▶ Exercise directions: Locate the line that contains "Practice. Spot the white armchair". Print it and each following line through the end of the listing, verbatim, and nothing more.

• • • •

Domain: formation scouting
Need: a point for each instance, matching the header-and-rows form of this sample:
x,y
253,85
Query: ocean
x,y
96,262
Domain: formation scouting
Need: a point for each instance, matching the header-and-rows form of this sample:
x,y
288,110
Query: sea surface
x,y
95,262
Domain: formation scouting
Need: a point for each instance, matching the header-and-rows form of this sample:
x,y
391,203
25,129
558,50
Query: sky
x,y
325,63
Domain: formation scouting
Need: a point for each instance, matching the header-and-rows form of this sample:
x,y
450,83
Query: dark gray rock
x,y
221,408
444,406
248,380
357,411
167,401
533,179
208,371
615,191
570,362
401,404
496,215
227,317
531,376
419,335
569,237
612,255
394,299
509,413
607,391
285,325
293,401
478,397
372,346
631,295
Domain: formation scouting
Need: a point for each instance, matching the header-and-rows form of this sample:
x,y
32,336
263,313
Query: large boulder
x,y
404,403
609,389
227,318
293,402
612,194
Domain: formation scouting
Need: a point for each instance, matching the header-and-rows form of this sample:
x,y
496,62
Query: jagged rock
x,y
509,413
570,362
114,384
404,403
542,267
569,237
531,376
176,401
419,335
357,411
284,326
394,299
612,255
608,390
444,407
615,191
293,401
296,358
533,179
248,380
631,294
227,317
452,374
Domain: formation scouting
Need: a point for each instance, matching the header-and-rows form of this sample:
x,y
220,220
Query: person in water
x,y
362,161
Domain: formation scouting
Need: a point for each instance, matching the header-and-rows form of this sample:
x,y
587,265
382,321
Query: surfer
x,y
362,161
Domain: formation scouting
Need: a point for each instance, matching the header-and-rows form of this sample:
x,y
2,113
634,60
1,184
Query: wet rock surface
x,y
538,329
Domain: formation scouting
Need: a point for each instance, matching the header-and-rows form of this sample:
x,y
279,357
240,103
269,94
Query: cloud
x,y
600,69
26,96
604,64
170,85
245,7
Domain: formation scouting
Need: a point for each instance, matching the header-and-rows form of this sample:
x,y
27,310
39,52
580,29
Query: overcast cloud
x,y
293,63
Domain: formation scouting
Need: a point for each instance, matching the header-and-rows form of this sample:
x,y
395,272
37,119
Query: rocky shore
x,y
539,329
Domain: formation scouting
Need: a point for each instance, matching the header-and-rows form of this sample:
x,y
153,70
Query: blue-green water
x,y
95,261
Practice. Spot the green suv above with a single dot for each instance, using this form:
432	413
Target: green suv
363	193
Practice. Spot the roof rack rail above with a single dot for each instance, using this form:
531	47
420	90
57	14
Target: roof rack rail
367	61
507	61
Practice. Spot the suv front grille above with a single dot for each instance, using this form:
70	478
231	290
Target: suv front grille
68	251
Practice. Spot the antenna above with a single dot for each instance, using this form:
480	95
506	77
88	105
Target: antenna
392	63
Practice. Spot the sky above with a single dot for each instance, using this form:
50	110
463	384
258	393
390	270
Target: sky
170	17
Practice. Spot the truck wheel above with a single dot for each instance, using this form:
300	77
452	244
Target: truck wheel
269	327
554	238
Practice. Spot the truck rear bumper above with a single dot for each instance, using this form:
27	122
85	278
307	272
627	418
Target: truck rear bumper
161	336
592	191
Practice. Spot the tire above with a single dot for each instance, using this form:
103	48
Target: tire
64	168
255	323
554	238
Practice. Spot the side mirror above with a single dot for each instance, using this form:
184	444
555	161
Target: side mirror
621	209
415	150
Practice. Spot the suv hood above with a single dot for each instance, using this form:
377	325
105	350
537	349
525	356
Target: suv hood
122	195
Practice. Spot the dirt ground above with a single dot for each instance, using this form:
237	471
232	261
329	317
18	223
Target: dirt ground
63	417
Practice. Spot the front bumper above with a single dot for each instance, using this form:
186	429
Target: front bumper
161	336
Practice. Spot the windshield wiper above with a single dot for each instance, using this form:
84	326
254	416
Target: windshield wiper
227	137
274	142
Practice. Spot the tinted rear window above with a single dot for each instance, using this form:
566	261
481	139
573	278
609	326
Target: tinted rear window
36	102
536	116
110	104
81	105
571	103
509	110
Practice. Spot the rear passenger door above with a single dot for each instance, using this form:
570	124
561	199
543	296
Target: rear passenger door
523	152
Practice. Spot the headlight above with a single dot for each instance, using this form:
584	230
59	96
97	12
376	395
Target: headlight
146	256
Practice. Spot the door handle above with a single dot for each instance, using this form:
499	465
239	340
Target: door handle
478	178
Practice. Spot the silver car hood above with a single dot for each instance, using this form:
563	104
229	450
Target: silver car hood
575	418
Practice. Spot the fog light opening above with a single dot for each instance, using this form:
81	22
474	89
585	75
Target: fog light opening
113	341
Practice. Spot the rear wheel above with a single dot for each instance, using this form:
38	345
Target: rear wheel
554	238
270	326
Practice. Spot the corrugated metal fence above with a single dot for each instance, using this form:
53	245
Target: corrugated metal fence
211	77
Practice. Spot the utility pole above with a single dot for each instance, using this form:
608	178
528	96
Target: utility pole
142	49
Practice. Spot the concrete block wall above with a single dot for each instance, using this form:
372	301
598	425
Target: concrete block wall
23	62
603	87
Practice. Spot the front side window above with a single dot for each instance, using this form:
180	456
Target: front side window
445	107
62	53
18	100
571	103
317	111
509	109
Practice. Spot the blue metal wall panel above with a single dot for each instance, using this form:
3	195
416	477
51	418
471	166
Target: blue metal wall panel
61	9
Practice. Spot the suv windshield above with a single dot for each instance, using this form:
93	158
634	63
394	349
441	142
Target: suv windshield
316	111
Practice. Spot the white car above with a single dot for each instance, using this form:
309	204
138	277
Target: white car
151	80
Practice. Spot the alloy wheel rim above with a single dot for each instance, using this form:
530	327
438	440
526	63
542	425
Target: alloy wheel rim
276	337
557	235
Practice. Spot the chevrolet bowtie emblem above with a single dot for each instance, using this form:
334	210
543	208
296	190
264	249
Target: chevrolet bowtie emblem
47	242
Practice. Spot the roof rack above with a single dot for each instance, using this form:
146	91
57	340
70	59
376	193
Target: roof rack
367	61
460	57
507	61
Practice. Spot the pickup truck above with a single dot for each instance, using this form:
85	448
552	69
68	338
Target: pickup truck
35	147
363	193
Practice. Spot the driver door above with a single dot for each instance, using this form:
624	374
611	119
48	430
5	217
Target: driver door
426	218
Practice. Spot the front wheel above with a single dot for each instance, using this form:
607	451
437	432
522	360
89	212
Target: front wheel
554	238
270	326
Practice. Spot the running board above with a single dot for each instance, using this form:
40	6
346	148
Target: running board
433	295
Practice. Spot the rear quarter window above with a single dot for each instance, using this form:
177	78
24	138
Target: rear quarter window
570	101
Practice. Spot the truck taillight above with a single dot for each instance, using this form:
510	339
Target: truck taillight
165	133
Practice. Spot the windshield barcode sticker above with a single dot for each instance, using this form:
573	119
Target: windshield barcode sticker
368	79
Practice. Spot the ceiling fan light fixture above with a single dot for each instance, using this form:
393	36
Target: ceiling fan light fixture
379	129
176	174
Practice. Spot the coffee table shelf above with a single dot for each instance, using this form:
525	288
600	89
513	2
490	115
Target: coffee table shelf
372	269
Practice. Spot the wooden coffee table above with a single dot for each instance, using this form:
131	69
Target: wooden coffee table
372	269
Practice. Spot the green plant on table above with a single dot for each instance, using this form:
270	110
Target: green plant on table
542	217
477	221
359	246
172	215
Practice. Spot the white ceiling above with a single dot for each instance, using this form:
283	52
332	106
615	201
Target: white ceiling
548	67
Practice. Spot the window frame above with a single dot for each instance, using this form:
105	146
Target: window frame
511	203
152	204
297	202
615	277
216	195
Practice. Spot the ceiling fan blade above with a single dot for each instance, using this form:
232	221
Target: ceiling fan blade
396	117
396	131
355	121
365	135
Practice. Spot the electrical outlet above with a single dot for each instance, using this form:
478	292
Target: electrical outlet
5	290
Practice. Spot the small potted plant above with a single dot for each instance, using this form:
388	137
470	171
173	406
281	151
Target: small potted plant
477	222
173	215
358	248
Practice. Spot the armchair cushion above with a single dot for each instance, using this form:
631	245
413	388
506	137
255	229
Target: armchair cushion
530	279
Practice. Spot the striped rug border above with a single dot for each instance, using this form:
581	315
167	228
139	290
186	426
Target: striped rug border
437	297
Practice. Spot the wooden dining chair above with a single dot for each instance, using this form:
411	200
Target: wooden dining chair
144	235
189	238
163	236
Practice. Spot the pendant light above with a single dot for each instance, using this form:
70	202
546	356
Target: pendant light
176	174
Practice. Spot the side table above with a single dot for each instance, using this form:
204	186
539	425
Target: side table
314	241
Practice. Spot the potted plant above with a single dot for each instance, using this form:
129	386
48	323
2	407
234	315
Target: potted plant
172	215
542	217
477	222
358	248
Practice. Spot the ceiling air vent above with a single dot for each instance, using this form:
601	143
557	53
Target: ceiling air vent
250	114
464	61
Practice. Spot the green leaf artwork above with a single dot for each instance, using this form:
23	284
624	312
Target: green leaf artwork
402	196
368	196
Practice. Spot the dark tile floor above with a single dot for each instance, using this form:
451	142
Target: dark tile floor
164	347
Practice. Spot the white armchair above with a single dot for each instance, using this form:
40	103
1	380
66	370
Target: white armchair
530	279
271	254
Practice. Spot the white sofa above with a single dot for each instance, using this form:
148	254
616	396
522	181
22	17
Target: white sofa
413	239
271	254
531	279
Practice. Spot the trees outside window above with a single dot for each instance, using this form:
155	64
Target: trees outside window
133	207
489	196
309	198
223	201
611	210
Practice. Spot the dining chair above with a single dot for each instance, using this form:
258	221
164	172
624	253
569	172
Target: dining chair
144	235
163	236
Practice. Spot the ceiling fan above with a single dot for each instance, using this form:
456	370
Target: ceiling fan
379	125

• • • •

▶ Expected output:
Practice. Spot the white armchair above with a single dot for each instance, using this form:
40	103
1	380
66	370
Target: white armchair
530	279
271	254
Practice. Spot the white sofa above with a single dot for each instance, using this form:
148	254
616	396
522	181
22	17
Target: white sofa
413	239
271	254
531	279
Practice. Spot the trees outside window above with a single dot for each instance, using this form:
155	64
Target: trees outside window
133	207
489	196
309	198
223	201
611	210
Practice. Spot the dining chair above with a single dot for each instance, using this form:
258	221
164	172
624	253
569	172
Target: dining chair
144	235
163	236
Practice. Spot the ceiling fan above with a single dot for each instance, using this form:
456	370
Target: ceiling fan
379	125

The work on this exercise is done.